En effet, El Commandante Yankee narre en 200 pages les trois années cubaines du seul commandant révolutionnaire américain de la révolution castriste. On navigue ainsi de ses débuts de maquisards épris de liberté dans la guérilla aujourd’hui oubliée du Segundo Frente à la fin de sa vie impactée par les jeux de pouvoirs du gouvernement révolutionnaire, en passant par son ascension dans la hiérarchie militaire et son amitié avec Aloy Menoyo, son chef qui, espagnol de son état, partageait avec lui son statut d’étranger et son amour de Cuba.
Car El Commandante Yankee est une bd qui redistribue les cartes. Elle dresse un tableau extrêmement nuancé de la révolution et montre à quel point ses acteurs peuvent être en désaccord idéologique, parfois jusqu’à la destruction mutuelle. L’auteur raconte les conflits internes d’un groupe aussi fragile que puissant, constamment sous tension et motivé par des intérêts divergents. Il fait la peinture des délires égotistes pouvant gangréner les plus nobles intentions, n’épargnant personne, allant jusqu’à égratigné l’image du sacro-saint Che ! Une vision complexe, refusant tout manichéisme en hommage à la contribution et à l’intégrité oubliée du Segundo Frente, guérilla indispensable à l’avènement de la prise de l’île mais aujourd’hui presque totalement tombée dans l’oubli.

Entrées de pointage et d'étiquetage:
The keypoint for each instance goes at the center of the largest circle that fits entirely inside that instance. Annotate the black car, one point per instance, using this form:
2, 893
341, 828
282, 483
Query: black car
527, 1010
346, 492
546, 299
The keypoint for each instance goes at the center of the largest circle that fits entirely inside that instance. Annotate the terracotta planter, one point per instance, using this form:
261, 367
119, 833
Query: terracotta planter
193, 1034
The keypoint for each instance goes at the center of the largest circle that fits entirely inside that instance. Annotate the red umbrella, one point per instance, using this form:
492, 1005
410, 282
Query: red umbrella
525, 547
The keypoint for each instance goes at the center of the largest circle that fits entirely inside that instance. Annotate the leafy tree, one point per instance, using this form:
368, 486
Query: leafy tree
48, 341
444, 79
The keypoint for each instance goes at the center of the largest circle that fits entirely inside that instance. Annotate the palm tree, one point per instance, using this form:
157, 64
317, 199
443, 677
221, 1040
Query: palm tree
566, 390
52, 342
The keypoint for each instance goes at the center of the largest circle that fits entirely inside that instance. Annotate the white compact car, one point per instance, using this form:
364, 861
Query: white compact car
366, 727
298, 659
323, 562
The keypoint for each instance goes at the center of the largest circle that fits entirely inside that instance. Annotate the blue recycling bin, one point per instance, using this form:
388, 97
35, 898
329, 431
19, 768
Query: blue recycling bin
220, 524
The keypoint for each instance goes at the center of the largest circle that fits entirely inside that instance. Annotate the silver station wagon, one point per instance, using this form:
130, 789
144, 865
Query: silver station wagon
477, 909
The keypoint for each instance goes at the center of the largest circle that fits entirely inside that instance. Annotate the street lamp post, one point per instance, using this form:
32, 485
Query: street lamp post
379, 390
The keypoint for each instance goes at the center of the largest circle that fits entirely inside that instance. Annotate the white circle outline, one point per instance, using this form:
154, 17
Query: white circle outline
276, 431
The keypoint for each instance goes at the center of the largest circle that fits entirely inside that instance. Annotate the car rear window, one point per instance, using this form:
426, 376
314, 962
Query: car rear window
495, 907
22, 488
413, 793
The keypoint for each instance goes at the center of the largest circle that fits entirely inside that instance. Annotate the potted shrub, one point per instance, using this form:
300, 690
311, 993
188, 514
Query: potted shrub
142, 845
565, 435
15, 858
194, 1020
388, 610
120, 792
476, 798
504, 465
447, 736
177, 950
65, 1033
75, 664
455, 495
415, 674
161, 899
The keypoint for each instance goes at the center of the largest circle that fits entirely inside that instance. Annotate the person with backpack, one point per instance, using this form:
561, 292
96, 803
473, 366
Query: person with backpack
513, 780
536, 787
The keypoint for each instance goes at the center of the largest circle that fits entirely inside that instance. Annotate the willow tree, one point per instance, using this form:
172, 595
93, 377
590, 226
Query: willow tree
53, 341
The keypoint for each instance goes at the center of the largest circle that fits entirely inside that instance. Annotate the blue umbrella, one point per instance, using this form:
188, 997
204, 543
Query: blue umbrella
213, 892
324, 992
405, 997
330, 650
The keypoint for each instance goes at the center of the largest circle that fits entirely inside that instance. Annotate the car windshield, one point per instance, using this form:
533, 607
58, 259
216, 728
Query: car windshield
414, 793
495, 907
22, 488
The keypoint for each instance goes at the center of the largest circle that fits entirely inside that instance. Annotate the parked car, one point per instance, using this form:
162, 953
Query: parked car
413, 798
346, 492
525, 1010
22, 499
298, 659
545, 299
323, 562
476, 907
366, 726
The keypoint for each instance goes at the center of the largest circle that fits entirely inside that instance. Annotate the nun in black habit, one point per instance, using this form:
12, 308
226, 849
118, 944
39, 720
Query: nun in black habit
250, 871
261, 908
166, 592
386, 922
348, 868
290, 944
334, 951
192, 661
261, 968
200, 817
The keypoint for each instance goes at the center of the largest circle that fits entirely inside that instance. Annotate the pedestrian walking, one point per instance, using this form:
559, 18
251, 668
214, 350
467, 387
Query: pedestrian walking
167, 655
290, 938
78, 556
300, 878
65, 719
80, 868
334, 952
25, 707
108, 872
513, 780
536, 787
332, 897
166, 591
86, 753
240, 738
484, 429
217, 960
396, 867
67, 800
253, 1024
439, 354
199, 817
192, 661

◆ **CONSIGNE A**
Reproduisez fidèlement le passage de la critique d'El Commandante Yankee compris entre « En effet, El » et « amour de Cuba. », bornes incluses.
◆ **CONSIGNE B**
Relevez, parmi les entrées, toutes les lignes qui contiennent le mot « recycling ».

◆ **RÉPONSE FINALE A**
En effet, El Commandante Yankee narre en 200 pages les trois années cubaines du seul commandant révolutionnaire américain de la révolution castriste. On navigue ainsi de ses débuts de maquisards épris de liberté dans la guérilla aujourd’hui oubliée du Segundo Frente à la fin de sa vie impactée par les jeux de pouvoirs du gouvernement révolutionnaire, en passant par son ascension dans la hiérarchie militaire et son amitié avec Aloy Menoyo, son chef qui, espagnol de son état, partageait avec lui son statut d’étranger et son amour de Cuba.

◆ **RÉPONSE FINALE B**
The keypoint for each instance goes at the center of the largest circle that fits entirely inside that instance. Annotate the blue recycling bin, one point per instance, using this form:
Query: blue recycling bin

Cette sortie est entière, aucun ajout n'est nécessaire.